» **Document extract**:
# # # # # # #

# Just overheard a conversation I was not supposed to hear...



## highwood (Jan 12, 2012)

So H had two EA's on me...and things have not been that great before those EA's and after them...with one of the reasons being that he has ED and no libido due to antidepressants he was on until 2 years ago....yes you heard right he still has the effects of them two years later...so no intimacy or sex for over two years....

Okay...so today I was listening to the messages on our voice mail at home and his friend must have pocket dialed him by mistake and him and his friend were talking at his place and I heard his buddy say how are things at home and H said not great...and his buddy said so what are you saying she did not greet you after you being away for two weeks with open arms and open legs and you said no are you kidding...I get more affection from the dog....so obviously he did not tell his freind about his sexual issues....I was lived...

I phoned him up and said what the hell I heard everything you said....

He said I was jsut joking because his friend who is single does not get anything either....

Would you be mad about this? To me something does not sit right...obviously his friend knows about our relationship because why would he ask how everything is at home...so that tells me that H probably compalins/*****es about me quite a bit. Am I reading too mcuh into this....


----------



## SadSamIAm (Oct 29, 2010)

highwood said:


> So H had two EA's on me...and things have not been that great before those EA's and after them...with one of the reasons being that he has ED and no libido due to antidepressants he was on until 2 years ago....yes you heard right he still has the effects of them two years later...so no intimacy or sex for over two years....

# # # # # # #

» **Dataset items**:
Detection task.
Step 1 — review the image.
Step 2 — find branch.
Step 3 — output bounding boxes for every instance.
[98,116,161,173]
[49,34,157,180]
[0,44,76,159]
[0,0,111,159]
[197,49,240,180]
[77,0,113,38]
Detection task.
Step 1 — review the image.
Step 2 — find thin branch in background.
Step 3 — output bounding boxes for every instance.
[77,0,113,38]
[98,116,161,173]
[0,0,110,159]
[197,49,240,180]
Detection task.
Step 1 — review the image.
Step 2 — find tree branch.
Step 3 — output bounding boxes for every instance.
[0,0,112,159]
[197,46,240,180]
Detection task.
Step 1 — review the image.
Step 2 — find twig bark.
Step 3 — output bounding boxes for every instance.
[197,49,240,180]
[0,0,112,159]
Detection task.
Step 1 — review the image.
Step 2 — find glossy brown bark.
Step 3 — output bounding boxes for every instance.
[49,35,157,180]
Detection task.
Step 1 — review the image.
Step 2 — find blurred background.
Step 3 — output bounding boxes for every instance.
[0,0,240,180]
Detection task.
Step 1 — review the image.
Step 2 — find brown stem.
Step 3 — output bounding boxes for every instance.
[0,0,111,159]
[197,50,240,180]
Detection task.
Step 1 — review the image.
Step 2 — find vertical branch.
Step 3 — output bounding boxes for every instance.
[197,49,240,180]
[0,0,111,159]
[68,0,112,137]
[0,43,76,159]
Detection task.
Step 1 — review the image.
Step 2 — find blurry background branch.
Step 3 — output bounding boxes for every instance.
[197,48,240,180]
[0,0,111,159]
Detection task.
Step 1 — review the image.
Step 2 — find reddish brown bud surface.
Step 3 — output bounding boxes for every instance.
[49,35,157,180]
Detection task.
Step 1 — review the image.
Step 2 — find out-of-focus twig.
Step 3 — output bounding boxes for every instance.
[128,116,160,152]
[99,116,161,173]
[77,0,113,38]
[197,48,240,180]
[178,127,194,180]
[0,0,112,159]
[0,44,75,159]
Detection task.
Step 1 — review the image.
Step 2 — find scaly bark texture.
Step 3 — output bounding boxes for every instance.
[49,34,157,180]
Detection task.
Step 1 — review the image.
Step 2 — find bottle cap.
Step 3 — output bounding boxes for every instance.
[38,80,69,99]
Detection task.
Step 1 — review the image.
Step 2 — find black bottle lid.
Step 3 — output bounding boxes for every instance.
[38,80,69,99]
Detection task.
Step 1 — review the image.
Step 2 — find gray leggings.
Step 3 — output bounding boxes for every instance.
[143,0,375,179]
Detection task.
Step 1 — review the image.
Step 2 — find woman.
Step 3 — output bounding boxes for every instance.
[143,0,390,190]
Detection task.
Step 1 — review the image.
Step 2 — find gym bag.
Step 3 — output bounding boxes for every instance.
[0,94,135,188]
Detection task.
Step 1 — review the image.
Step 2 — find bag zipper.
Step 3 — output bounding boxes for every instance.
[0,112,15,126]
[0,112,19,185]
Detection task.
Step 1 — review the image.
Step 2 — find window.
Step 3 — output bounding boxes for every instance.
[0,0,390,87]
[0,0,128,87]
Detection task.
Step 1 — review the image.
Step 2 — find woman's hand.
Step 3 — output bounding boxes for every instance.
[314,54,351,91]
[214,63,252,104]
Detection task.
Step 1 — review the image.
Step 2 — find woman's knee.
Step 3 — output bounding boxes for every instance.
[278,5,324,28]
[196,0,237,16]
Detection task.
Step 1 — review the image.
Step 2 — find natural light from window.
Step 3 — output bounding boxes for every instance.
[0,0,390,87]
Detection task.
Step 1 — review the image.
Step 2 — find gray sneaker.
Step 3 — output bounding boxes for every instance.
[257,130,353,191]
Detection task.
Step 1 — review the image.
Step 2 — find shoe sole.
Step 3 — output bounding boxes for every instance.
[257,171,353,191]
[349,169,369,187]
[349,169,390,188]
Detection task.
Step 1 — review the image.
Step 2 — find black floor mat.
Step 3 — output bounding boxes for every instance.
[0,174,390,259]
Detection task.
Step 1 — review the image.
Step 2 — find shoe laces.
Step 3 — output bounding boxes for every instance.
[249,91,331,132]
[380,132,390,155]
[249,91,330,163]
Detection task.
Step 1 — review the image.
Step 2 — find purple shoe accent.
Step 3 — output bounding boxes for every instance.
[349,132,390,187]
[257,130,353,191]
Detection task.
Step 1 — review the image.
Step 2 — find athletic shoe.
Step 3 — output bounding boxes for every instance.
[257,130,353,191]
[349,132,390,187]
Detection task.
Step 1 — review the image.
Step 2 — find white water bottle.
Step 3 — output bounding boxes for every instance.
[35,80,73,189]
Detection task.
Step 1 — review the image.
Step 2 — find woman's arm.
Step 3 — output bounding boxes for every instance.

# # # # # # #

» **Task details**: In the forum thread, what is given as the cause of the husband's ED and lack of libido? Nothing in the records is needed here.

» **Task response**: Antidepressants he was on until two years ago.